Task goal. Copy each of the entries below line for line, keeping every word, number and mark as it stands.
======== Dataset ========
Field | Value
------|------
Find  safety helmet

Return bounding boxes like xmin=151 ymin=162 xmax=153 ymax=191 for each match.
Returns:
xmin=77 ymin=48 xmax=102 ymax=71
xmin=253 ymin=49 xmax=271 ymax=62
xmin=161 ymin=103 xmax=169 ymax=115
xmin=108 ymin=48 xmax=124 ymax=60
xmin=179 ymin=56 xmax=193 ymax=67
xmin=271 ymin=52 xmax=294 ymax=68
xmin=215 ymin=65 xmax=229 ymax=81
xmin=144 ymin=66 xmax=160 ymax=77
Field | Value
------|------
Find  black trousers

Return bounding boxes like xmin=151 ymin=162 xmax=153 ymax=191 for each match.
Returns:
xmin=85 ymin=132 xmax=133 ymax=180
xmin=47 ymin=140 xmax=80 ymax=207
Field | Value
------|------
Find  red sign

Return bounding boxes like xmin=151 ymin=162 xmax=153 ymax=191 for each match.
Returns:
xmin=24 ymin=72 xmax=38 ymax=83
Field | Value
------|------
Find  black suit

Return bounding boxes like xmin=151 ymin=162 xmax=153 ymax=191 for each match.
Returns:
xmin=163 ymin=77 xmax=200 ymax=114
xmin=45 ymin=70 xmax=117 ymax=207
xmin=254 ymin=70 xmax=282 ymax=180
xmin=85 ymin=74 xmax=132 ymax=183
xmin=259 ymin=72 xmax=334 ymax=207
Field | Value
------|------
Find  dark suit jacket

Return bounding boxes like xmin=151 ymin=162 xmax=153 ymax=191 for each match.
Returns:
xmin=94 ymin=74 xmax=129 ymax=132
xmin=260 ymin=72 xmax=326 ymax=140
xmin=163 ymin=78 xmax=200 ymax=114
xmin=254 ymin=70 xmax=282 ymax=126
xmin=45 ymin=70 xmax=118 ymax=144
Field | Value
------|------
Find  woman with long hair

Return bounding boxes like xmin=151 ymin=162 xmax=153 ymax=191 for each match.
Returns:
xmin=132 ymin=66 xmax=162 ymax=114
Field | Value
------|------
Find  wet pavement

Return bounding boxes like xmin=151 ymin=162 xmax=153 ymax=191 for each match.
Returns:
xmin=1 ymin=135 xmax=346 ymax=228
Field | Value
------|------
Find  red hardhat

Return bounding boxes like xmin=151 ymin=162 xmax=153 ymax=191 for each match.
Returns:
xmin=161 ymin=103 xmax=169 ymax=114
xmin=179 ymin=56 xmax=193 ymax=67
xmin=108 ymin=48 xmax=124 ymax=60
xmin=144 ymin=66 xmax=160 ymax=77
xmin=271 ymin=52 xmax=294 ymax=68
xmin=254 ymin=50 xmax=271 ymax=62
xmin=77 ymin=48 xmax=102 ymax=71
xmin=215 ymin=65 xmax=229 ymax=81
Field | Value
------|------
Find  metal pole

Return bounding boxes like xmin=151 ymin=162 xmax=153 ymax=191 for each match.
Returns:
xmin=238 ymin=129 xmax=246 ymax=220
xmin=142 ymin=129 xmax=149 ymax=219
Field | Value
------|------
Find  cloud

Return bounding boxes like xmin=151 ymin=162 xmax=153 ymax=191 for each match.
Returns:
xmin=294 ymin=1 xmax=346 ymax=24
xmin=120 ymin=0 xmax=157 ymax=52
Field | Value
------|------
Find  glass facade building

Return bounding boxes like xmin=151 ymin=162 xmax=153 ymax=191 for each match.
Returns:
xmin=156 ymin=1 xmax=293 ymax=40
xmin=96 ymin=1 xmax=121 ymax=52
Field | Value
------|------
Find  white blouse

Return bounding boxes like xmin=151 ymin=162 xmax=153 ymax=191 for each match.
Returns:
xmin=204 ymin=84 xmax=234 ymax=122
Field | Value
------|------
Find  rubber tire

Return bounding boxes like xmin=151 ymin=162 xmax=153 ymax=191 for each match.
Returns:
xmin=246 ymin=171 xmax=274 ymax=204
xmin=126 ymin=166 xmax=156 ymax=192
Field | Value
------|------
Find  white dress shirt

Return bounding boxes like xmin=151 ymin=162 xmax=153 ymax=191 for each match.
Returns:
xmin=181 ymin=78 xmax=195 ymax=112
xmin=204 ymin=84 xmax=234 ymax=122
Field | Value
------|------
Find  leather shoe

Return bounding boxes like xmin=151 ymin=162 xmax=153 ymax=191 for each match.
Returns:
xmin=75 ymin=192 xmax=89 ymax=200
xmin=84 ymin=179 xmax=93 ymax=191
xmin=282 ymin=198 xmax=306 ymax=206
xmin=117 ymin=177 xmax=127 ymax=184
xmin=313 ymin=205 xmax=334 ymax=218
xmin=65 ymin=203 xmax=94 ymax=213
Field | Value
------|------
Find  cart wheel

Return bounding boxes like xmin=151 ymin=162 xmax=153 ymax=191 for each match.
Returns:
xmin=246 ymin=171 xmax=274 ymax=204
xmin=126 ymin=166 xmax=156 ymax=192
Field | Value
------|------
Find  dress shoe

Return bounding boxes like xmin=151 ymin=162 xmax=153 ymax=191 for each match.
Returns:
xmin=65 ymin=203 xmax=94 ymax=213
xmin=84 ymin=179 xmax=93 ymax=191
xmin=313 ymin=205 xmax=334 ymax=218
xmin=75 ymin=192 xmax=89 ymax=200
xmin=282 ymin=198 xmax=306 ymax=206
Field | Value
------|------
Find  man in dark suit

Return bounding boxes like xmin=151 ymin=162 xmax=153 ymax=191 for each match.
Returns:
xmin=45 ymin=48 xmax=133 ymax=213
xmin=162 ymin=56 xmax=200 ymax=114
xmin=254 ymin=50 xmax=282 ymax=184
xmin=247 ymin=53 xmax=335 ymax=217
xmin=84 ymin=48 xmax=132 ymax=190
========
Final answer.
Field | Value
------|------
Find  safety helmet

Return bounding boxes like xmin=151 ymin=162 xmax=153 ymax=191 for each match.
Returns:
xmin=77 ymin=48 xmax=102 ymax=71
xmin=253 ymin=49 xmax=271 ymax=62
xmin=161 ymin=103 xmax=169 ymax=115
xmin=108 ymin=48 xmax=124 ymax=60
xmin=179 ymin=56 xmax=193 ymax=67
xmin=271 ymin=52 xmax=294 ymax=68
xmin=215 ymin=65 xmax=229 ymax=81
xmin=144 ymin=66 xmax=160 ymax=77
Field | Value
------|------
Find  black trousers

Return bounding boxes like xmin=151 ymin=162 xmax=153 ymax=191 for each match.
Returns:
xmin=85 ymin=132 xmax=133 ymax=180
xmin=47 ymin=140 xmax=80 ymax=207
Field | Value
------|------
Find  red sign

Return bounding boxes like xmin=151 ymin=162 xmax=153 ymax=191 for each match.
Returns:
xmin=24 ymin=72 xmax=38 ymax=83
Field | Value
------|------
Find  black suit

Return bounding boxes like xmin=151 ymin=162 xmax=153 ymax=191 for each match.
Returns:
xmin=163 ymin=77 xmax=200 ymax=114
xmin=45 ymin=70 xmax=117 ymax=207
xmin=254 ymin=70 xmax=282 ymax=180
xmin=85 ymin=74 xmax=132 ymax=183
xmin=259 ymin=72 xmax=334 ymax=207
Field | Value
------|------
Find  dark suit jacket

Return bounding boxes like xmin=151 ymin=162 xmax=153 ymax=191 for each match.
Returns:
xmin=94 ymin=74 xmax=129 ymax=132
xmin=260 ymin=72 xmax=326 ymax=140
xmin=163 ymin=78 xmax=200 ymax=114
xmin=254 ymin=70 xmax=282 ymax=126
xmin=45 ymin=70 xmax=118 ymax=144
Field | Value
------|------
Find  woman with long hair

Return bounding boxes like xmin=151 ymin=162 xmax=153 ymax=191 for each match.
Returns:
xmin=132 ymin=66 xmax=162 ymax=114
Field | Value
------|------
Find  wet pavement

Return bounding boxes like xmin=151 ymin=162 xmax=153 ymax=191 for each match.
Returns:
xmin=1 ymin=135 xmax=346 ymax=228
Field | Value
------|------
Find  red hardhat

Return bounding boxes like xmin=151 ymin=162 xmax=153 ymax=191 for each match.
Returns:
xmin=161 ymin=103 xmax=169 ymax=114
xmin=179 ymin=56 xmax=193 ymax=67
xmin=108 ymin=48 xmax=124 ymax=60
xmin=144 ymin=66 xmax=160 ymax=77
xmin=271 ymin=52 xmax=294 ymax=68
xmin=254 ymin=50 xmax=271 ymax=62
xmin=77 ymin=48 xmax=102 ymax=71
xmin=215 ymin=65 xmax=229 ymax=81
Field | Value
------|------
Find  metal pole

Return bounding boxes like xmin=151 ymin=162 xmax=153 ymax=191 for each match.
Returns:
xmin=238 ymin=129 xmax=246 ymax=220
xmin=142 ymin=129 xmax=149 ymax=219
Field | Value
------|------
Find  cloud

Return bounding boxes like xmin=151 ymin=162 xmax=153 ymax=191 for each match.
Returns:
xmin=294 ymin=1 xmax=346 ymax=24
xmin=120 ymin=0 xmax=157 ymax=52
Field | Value
------|------
Find  glass facade building

Return bounding boxes like xmin=151 ymin=162 xmax=153 ymax=191 for each match.
Returns:
xmin=156 ymin=1 xmax=293 ymax=40
xmin=96 ymin=1 xmax=121 ymax=52
Field | Value
------|------
Find  white blouse

Return bounding boxes like xmin=151 ymin=162 xmax=153 ymax=191 for each match.
Returns:
xmin=204 ymin=84 xmax=234 ymax=122
Field | Value
------|------
Find  rubber tire

Return bounding boxes like xmin=151 ymin=162 xmax=153 ymax=191 for each match.
Returns:
xmin=246 ymin=171 xmax=274 ymax=204
xmin=126 ymin=166 xmax=156 ymax=192
Field | Value
------|------
Find  white dress shirt

Return bounding boxes like xmin=151 ymin=162 xmax=153 ymax=191 for each match.
Returns:
xmin=181 ymin=78 xmax=195 ymax=112
xmin=204 ymin=84 xmax=234 ymax=122
Field | Value
------|------
Find  leather shoe

Return bounding boxes like xmin=151 ymin=162 xmax=153 ymax=191 for each match.
Returns:
xmin=75 ymin=192 xmax=89 ymax=200
xmin=84 ymin=179 xmax=93 ymax=191
xmin=282 ymin=198 xmax=306 ymax=206
xmin=117 ymin=177 xmax=127 ymax=184
xmin=313 ymin=205 xmax=334 ymax=218
xmin=65 ymin=203 xmax=94 ymax=213
Field | Value
------|------
Find  cart wheel

Return bounding boxes like xmin=151 ymin=162 xmax=153 ymax=191 for each match.
Returns:
xmin=246 ymin=171 xmax=274 ymax=204
xmin=126 ymin=166 xmax=156 ymax=192
Field | Value
------|------
Find  dress shoe

Return bounding boxes like xmin=151 ymin=162 xmax=153 ymax=191 for each match.
Returns:
xmin=65 ymin=203 xmax=94 ymax=213
xmin=84 ymin=179 xmax=93 ymax=191
xmin=313 ymin=205 xmax=334 ymax=218
xmin=75 ymin=192 xmax=89 ymax=200
xmin=282 ymin=198 xmax=306 ymax=206
Field | Value
------|------
Find  man in dark suit

Return bounding boxes like xmin=151 ymin=162 xmax=153 ymax=191 for each match.
Returns:
xmin=45 ymin=48 xmax=133 ymax=213
xmin=162 ymin=56 xmax=200 ymax=114
xmin=254 ymin=50 xmax=282 ymax=184
xmin=247 ymin=53 xmax=335 ymax=217
xmin=84 ymin=48 xmax=132 ymax=190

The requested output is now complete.